[Stated goal 1] Quote the 1992 Ladysmith shooting article below in full, word for word.

[Text]
- Location: 28°33′35″S 29°46′50″E﻿ / ﻿28.5597°S 29.7805°E Ladysmith, KwaZulu-Natal, South Africa
- Date: 20 January 1992; 34 years ago
- Attack type: Mass shooting
- Weapons: Ruger Mini-14; .357 Magnum revolver;
- Deaths: 9
- Injured: 19
- Perpetrator: Carel Johannes Delport

= 1992 Ladysmith shooting =

1992 mass shooting in South Africa

The Ladysmith massacre was a mass shooting that occurred in the Ladysmith, KwaZulu-Natal area on 20 January 1992, in South Africa, perpetrated by Carel Johannes Delport. Most of Delport's victims were black, and in the aftermath racial tensions in the area increased. Delport was subsequently arrested and sentenced to 39 years in prison.

==Shooting==
The shooting began at the farm in Allerkraal after Delport had an argument with his father about the sale of three calves, and when his father showed him the money he had just received, commenting that he would give it to his stepmother, Delport armed himself with a .357 Magnum revolver. Delport killed his father with a shot to the chest on the veranda, then attempted to help him but he was already dead. Delport next shot the farm's housemaid, Makhozana Alzina Ntombela, in the kitchen and set fire to the mattress in his room and his car, which eventually caused the house to burn down. Outside, about 750 metres from the farm, Delport killed Msamaniso Mdladla and Petros Ndlala, the two black men who had come to buy the calves, and then drove to his stepmother's home in Ladysmith to set her car on fire, but when he failed to find it, he began shooting randomly at people in the street with a Ruger Mini-14.

[Stated goal 2] Print the records from their beginning up to and including the line containing "column 240, row 116", reproducing those lines exactly and omitting the pictures.

[Data to process]
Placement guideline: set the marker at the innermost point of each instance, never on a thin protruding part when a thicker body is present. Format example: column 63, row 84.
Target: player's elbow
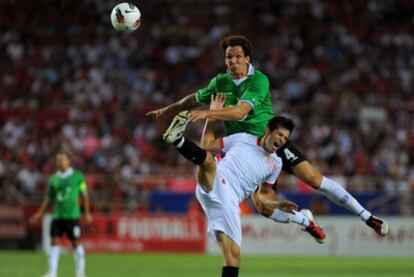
column 240, row 116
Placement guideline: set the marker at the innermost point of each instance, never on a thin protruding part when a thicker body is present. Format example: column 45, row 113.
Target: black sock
column 230, row 271
column 192, row 152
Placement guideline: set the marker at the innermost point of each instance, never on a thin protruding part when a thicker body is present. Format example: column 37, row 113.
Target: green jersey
column 64, row 190
column 254, row 90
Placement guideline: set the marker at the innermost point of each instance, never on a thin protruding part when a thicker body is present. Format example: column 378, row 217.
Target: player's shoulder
column 260, row 75
column 77, row 172
column 277, row 159
column 244, row 138
column 53, row 178
column 258, row 78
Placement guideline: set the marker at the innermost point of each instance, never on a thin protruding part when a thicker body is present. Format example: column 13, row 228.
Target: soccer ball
column 125, row 17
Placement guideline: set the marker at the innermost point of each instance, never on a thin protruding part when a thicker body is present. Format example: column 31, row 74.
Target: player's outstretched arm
column 38, row 215
column 209, row 141
column 265, row 200
column 187, row 103
column 238, row 112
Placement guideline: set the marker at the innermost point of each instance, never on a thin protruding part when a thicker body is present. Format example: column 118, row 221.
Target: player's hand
column 88, row 218
column 217, row 101
column 35, row 218
column 198, row 115
column 287, row 206
column 159, row 112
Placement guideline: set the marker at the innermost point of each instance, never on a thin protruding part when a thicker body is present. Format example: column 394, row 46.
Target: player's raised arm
column 208, row 139
column 38, row 215
column 187, row 103
column 238, row 112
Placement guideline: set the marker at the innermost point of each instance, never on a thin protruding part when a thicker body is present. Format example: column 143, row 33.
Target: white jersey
column 247, row 165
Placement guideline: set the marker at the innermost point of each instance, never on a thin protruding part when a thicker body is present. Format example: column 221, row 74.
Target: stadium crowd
column 343, row 70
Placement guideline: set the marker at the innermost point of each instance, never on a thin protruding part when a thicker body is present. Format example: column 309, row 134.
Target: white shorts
column 222, row 209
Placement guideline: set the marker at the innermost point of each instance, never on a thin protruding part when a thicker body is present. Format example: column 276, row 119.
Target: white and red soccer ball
column 126, row 17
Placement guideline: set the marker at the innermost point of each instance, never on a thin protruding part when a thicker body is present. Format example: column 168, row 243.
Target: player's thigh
column 206, row 173
column 291, row 157
column 57, row 229
column 230, row 249
column 308, row 174
column 73, row 230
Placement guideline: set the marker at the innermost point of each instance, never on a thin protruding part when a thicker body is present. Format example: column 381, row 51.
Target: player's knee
column 55, row 241
column 313, row 179
column 232, row 258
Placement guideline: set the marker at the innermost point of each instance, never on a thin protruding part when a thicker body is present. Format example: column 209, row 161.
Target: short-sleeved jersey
column 63, row 191
column 247, row 165
column 254, row 90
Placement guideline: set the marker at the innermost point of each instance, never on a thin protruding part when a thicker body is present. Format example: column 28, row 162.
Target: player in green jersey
column 248, row 104
column 64, row 189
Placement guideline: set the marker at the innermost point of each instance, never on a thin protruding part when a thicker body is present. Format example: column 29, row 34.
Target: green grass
column 33, row 264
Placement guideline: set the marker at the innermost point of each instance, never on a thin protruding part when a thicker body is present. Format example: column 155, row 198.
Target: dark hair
column 281, row 121
column 236, row 40
column 63, row 152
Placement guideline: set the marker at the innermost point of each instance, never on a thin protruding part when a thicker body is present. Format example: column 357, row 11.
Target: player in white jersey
column 249, row 164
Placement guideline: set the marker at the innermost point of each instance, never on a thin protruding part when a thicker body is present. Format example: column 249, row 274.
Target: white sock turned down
column 79, row 256
column 337, row 194
column 284, row 217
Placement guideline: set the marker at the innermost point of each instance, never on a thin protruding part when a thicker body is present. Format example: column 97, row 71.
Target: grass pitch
column 33, row 264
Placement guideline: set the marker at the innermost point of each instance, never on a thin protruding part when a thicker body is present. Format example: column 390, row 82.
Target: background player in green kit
column 248, row 107
column 64, row 189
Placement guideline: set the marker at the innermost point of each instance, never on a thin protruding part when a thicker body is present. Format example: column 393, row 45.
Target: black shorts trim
column 70, row 227
column 290, row 156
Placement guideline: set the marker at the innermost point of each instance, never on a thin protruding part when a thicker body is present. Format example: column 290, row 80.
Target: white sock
column 284, row 217
column 337, row 194
column 180, row 143
column 54, row 254
column 79, row 255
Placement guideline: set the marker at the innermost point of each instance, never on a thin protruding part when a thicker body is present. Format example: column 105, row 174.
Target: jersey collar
column 250, row 71
column 65, row 174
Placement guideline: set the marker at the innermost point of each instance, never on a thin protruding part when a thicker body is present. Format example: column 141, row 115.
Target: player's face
column 62, row 162
column 236, row 62
column 277, row 138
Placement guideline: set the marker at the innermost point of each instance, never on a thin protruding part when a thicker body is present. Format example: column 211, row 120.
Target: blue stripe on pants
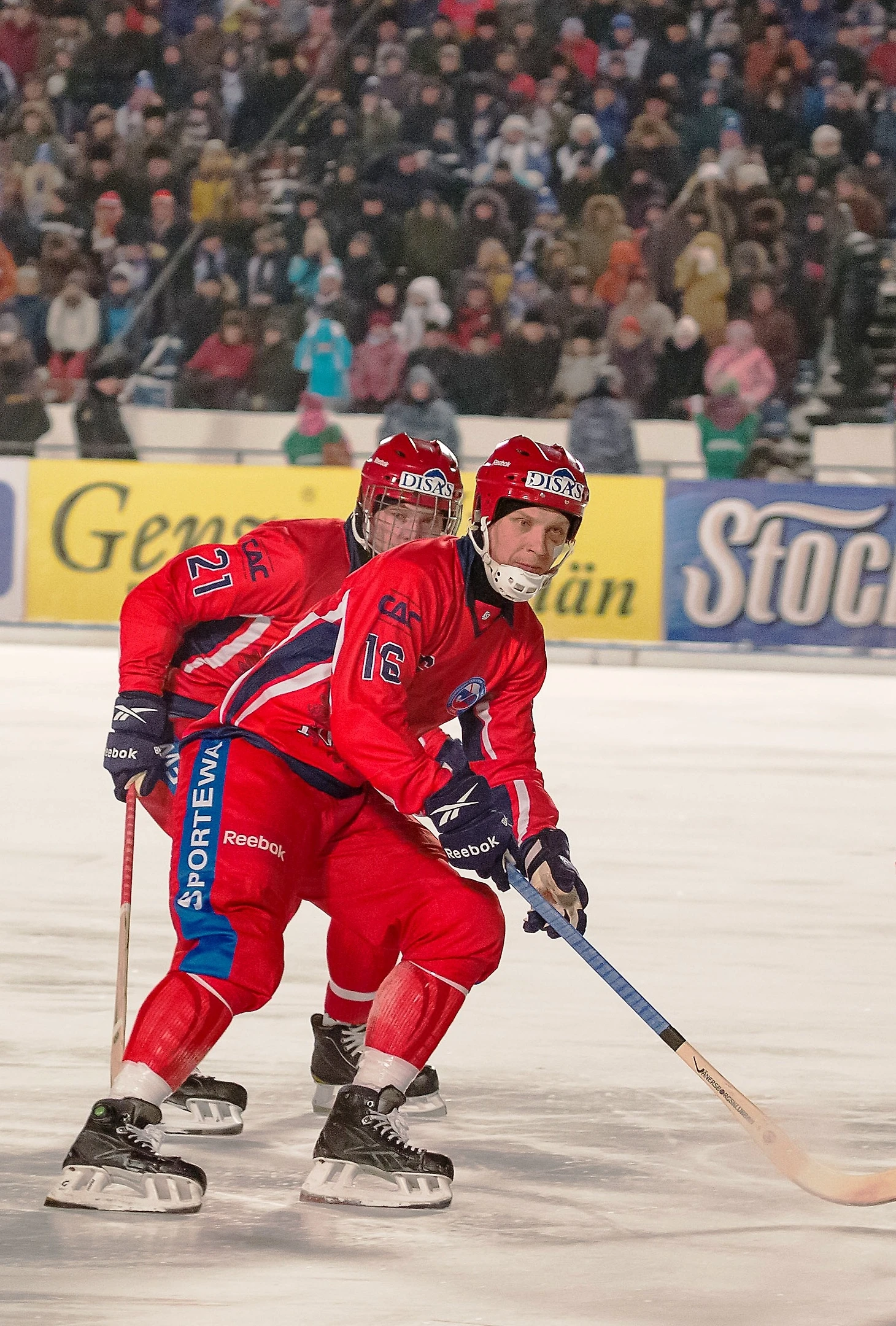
column 212, row 954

[Expected answer 1]
- Location: 28°33′35″S 29°46′50″E﻿ / ﻿28.5597°S 29.7805°E Ladysmith, KwaZulu-Natal, South Africa
- Date: 20 January 1992; 34 years ago
- Attack type: Mass shooting
- Weapons: Ruger Mini-14; .357 Magnum revolver;
- Deaths: 9
- Injured: 19
- Perpetrator: Carel Johannes Delport

= 1992 Ladysmith shooting =

1992 mass shooting in South Africa

The Ladysmith massacre was a mass shooting that occurred in the Ladysmith, KwaZulu-Natal area on 20 January 1992, in South Africa, perpetrated by Carel Johannes Delport. Most of Delport's victims were black, and in the aftermath racial tensions in the area increased. Delport was subsequently arrested and sentenced to 39 years in prison.

==Shooting==
The shooting began at the farm in Allerkraal after Delport had an argument with his father about the sale of three calves, and when his father showed him the money he had just received, commenting that he would give it to his stepmother, Delport armed himself with a .357 Magnum revolver. Delport killed his father with a shot to the chest on the veranda, then attempted to help him but he was already dead. Delport next shot the farm's housemaid, Makhozana Alzina Ntombela, in the kitchen and set fire to the mattress in his room and his car, which eventually caused the house to burn down. Outside, about 750 metres from the farm, Delport killed Msamaniso Mdladla and Petros Ndlala, the two black men who had come to buy the calves, and then drove to his stepmother's home in Ladysmith to set her car on fire, but when he failed to find it, he began shooting randomly at people in the street with a Ruger Mini-14.

[Expected answer 2]
Placement guideline: set the marker at the innermost point of each instance, never on a thin protruding part when a thicker body is present. Format example: column 63, row 84.
Target: player's elbow
column 240, row 116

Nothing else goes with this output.